(Dataset rows)
* START *
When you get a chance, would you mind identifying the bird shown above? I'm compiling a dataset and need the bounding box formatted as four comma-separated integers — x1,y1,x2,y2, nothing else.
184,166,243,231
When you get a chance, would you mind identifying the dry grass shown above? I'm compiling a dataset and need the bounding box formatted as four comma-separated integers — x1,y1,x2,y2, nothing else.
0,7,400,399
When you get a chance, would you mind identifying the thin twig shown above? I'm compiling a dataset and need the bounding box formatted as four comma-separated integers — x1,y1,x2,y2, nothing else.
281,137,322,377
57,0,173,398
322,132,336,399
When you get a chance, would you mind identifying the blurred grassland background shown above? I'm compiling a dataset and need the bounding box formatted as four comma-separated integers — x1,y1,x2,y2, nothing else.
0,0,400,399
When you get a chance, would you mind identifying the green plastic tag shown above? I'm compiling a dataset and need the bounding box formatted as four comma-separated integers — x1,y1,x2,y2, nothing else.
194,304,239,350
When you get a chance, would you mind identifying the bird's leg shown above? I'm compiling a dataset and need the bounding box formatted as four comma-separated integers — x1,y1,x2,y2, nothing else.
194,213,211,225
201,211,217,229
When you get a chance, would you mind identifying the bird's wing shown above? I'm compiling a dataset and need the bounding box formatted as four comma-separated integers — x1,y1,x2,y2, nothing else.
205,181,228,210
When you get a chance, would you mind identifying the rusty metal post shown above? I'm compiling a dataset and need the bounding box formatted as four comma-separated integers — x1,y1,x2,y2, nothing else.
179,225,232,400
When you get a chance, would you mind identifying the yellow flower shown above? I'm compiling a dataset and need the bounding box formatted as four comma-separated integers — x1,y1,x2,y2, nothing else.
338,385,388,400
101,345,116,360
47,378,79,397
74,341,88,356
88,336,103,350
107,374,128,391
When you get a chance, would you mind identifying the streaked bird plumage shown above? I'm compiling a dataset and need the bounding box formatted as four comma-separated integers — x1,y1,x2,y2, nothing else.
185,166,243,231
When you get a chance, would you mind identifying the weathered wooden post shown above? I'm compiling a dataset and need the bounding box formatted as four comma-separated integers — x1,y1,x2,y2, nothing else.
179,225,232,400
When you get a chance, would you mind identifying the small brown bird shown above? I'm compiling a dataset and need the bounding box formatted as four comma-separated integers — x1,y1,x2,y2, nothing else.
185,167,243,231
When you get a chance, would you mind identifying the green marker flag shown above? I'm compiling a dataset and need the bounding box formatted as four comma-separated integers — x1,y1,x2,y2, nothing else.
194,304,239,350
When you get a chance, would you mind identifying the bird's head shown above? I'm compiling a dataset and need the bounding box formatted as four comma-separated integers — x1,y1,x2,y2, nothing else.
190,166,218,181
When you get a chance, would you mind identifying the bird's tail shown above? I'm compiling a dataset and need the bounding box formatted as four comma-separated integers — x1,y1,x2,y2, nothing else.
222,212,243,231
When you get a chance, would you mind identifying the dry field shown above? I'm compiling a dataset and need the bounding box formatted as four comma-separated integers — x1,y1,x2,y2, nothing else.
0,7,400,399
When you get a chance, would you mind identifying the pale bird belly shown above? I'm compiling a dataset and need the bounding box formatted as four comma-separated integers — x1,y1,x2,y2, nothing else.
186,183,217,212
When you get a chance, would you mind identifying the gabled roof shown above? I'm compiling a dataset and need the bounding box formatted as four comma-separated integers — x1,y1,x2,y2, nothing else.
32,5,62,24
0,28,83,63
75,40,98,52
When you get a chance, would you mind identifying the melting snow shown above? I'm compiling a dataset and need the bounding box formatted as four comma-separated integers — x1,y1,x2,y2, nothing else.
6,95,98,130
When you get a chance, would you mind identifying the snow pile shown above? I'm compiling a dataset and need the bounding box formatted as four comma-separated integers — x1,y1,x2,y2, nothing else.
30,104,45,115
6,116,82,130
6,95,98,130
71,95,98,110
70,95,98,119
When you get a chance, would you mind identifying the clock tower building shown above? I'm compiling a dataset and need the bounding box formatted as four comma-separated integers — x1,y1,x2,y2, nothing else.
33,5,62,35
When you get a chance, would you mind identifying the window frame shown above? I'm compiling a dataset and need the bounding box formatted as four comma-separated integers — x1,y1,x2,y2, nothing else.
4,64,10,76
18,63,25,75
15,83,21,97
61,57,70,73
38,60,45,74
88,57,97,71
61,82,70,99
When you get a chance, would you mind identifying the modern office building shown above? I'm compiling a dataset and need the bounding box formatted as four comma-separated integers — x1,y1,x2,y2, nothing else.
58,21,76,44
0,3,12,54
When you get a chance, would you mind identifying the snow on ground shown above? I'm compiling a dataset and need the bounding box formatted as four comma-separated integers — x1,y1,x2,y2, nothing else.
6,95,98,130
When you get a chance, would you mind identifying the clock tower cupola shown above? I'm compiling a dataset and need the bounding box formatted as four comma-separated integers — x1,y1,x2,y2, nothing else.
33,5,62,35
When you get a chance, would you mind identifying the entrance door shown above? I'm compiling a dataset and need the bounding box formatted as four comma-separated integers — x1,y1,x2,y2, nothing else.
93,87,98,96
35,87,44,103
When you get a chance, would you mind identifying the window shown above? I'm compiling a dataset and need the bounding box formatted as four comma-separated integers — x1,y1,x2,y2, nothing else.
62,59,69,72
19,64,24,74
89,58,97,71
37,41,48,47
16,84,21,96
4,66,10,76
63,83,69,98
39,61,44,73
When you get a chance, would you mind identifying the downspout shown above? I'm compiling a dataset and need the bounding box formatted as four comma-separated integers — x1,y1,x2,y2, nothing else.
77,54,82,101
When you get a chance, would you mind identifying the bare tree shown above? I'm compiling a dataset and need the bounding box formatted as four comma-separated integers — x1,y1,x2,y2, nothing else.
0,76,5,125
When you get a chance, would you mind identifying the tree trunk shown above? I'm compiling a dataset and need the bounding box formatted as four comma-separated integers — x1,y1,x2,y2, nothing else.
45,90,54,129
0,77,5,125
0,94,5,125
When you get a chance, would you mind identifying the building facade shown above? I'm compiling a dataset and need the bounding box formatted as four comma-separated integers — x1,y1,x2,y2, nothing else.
* END *
* START *
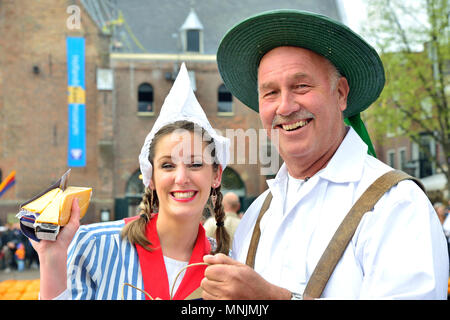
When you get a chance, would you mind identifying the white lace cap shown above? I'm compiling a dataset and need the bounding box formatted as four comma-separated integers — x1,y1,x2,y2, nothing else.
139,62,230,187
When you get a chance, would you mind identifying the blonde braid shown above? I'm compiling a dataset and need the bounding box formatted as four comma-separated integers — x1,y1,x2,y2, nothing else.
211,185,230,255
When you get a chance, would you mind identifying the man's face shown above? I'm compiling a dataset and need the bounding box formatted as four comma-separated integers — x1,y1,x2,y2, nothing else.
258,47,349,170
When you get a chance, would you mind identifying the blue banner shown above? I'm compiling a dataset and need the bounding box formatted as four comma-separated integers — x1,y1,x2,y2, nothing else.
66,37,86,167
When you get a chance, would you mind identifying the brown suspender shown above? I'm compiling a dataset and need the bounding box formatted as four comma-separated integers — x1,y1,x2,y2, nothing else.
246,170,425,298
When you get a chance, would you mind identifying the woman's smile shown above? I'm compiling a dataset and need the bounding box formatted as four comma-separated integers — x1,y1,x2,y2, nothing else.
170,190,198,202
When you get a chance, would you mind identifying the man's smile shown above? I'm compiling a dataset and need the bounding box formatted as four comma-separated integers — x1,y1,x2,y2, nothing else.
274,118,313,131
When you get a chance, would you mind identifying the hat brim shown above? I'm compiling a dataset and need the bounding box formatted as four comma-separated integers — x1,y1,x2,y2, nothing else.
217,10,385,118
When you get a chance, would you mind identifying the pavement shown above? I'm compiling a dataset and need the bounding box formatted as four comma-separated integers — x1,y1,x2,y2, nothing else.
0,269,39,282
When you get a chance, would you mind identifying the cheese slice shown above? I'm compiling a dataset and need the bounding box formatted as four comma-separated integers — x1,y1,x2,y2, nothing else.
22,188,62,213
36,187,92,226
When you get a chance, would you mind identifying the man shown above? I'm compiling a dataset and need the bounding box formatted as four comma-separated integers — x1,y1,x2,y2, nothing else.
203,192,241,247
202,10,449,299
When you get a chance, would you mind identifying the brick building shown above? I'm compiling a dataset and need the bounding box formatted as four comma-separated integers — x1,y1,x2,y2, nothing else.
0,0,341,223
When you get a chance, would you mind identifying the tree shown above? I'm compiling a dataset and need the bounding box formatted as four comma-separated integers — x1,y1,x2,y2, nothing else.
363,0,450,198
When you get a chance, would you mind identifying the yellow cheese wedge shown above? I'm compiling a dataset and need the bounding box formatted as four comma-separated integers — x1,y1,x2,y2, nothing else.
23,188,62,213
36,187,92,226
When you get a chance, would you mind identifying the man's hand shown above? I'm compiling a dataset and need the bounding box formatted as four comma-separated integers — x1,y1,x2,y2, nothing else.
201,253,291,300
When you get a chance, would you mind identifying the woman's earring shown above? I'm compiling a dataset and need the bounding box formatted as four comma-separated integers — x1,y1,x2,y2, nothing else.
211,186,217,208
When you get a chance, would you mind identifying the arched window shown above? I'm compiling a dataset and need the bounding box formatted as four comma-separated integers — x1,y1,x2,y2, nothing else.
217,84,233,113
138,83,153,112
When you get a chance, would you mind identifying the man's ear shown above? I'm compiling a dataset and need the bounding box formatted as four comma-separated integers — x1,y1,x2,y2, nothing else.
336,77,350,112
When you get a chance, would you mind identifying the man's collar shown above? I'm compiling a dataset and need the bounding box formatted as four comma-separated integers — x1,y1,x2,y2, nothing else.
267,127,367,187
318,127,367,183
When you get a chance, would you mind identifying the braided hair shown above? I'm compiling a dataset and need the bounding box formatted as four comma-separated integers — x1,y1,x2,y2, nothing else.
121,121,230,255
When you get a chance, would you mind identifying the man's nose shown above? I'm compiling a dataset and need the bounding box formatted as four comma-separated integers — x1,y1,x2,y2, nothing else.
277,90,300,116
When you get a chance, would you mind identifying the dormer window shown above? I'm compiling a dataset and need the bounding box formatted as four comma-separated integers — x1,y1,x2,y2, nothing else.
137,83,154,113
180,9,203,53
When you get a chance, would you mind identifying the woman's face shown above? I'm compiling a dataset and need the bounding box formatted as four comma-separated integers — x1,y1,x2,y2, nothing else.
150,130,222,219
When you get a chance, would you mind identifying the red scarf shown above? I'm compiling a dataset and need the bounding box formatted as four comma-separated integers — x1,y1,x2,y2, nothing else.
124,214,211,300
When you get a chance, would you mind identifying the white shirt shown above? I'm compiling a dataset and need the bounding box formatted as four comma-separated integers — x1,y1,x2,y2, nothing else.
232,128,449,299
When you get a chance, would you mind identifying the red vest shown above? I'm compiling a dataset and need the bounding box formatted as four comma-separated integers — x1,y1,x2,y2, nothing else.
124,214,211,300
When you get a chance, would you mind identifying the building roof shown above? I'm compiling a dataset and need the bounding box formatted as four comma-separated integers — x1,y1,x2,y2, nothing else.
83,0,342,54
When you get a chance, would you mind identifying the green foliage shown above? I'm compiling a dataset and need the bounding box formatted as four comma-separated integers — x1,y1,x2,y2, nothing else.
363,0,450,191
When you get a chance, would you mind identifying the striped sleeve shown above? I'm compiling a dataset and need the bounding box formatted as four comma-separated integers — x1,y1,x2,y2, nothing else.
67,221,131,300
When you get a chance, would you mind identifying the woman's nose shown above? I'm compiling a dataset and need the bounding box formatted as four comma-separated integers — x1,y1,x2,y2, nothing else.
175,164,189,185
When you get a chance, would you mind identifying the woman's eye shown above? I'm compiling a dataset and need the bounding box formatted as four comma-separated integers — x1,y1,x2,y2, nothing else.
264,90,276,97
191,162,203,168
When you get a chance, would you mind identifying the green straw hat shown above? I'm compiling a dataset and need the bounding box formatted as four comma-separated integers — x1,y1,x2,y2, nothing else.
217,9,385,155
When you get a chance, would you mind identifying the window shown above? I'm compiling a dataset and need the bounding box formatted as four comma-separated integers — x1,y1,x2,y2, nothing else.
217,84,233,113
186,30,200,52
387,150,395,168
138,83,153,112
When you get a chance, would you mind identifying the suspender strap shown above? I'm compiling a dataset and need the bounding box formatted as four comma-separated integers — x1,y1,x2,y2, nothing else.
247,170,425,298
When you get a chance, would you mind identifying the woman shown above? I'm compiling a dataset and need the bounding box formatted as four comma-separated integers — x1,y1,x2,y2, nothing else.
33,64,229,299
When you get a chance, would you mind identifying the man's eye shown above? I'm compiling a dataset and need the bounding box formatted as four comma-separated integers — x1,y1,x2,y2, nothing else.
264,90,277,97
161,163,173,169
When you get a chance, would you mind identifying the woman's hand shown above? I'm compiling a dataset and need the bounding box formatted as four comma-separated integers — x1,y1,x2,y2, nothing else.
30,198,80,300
* END *
■ **Task**
Report every line of the records above that contains the string "weathered".

■ **Solution to this task**
When you get a chance, would you mind identifying the weathered wooden post shown above? I'm compiling a dataset and need the bounding box formatted as four comma-separated integers — x1,y1,x2,y2, nothing else.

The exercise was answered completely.